Excerpted passage ::
Tedd Sperling tedd.sperling at gmail.com
Mon Oct 3 17:17:20 EDT 2011


On Oct 3, 2011, at 1:53 PM, Jerry B. Altzman wrote:

> Returning to the my original obPHP (so that Hans doesn't get upset at me):  how do punycoded URLs and their Unicoded (or other-encoded) counterparts get dealt with in real life PHP?  Who is dealing with them, and how well does PHP+your underlying OS manage it?  Do you need to do environment-wrangling to make encoding issues go away?  Tedd's original response "by wishing Microsoft never existed" is glib but unhelpful. The homographic problem is also huge, no doubt, but computers by and large aren't fooled by the difference between А and A. (BTW the former is U0410 'Cyrillic Capital Letter A', the latter is U0041 'Latin Capital Letter A'.  Depending on the font you use in your reader, you may or may not see a difference between the two.)

PUNYCODE is the ULR for IDN (Internationalized Domain Names). PHP doesn't have to deal with it any more/less than any other URL.

For most browsers, entering a PUNYCODE string is the only way to provide Unicode characters (code-points). It is only in the Safari Browser where a user can enter a string that can be composed of something other than ASCII AND the browser will accept that string as a real URL and direct the user to the proper URL. Whereas, other browsers convulse.

Material ::
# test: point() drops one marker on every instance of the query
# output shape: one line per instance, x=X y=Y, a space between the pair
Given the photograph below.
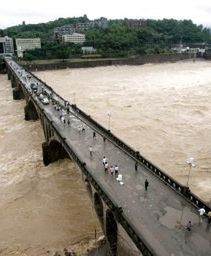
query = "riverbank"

Work to do ::
1) Summarize the mailing-list reply about punycode in two sentences.
2) Extend the mailing-list reply about punycode by a few sentences, starting right after its final sentence.
The material above has nothing to do with the mailing-list reply about punycode.

Solved problems ::
1) Jerry B. Altzman asked how punycoded URLs and their Unicode counterparts are handled in real-life PHP, noting that computers are not fooled by look-alike characters such as Cyrillic and Latin capital A. Tedd Sperling answers that punycode serves internationalized domain names, so PHP deals with it no more or less than any other URL, and that while most browsers accept Unicode characters only as a punycode string, Safari accepts non-ASCII input as a real URL and directs the user to the proper address.

2)
Nothing o the above has anything to do with PHP.

The following is from memory and may be flawed, but should be close:

Now, in PHP string management (string functions) that's a different story. Using the standard built-in PHP functions to deal with strings, such as strstr(), please realise that these routines deal with standard ASCII strings.

If you are dealing Unicode strings, then they are handled differently, such as using the routine mb_strstr() (the "mb_" mean muitibyte) of which Unicode strings are composed.

In other words, the extended charset taken from standard ASCII and expanded to include all Unicode (actually ASCII is a subset of Unicode) required more information to properly address each code point. In doing so, special functions had to be created to deal with the extended set of characters (code-points) that the Unicode database provides.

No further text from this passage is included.